→ Passage:
A big part of our Make It Stick discussion this summer was giving students opportunity to retrieve information.
Another aspect, I’ve battled with in using INBs was giving students all the information instead of letting them decide what’s helpful and create their own notes. Very few ninth graders are skilled in creating their own notes – so how can I help them develop this skill?
So here’s what I came up with…
The workbooks have an intro to each lesson – a couple of paragraphs, highlighted vocabulary and usually some type of graphic or example. Here’s what I did yesterday…
Step 1: Read (2 minutes)
Step 2: Pair (1 minute) – share 1 thing you read.
Step 3: Whole-Class (I scribe what they share) something you read that you think is notable – something you feel is important or that you want to remember, something that made you wonder. I labeled each slide for each class so I could reference it today
Then they worked in their groups to complete a lesson and practice.
To begin class today, each student had their white boards.

→ Task to complete:
From the passage on student note-taking, list every numbered step of the lesson-intro activity, giving each step's name and any time limit the passage states. The items after this point come from a different source and are unrelated to the passage.

→ Entries supplied:
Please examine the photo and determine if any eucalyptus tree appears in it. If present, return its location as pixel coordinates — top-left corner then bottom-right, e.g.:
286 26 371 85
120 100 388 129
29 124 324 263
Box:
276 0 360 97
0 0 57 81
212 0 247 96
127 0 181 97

--

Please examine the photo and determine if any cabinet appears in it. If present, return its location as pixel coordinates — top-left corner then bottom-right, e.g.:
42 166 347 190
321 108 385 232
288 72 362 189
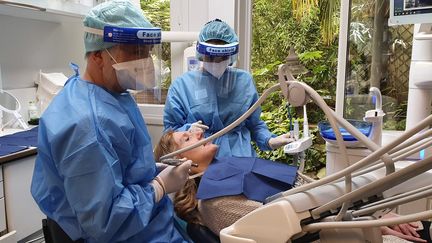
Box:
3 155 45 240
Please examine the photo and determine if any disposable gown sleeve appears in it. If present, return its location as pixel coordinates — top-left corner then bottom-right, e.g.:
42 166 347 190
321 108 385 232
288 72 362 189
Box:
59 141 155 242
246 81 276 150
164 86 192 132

---

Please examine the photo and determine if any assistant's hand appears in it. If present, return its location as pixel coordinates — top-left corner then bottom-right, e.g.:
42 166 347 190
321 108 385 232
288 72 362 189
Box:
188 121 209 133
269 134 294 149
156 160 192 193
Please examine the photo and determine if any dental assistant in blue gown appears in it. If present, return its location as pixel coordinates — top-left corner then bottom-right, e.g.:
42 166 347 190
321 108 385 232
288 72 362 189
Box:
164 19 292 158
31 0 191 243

→ Written solution:
Step 1: Read (2 minutes)
Step 2: Pair (1 minute)
Step 3: Whole-Class (no time limit given)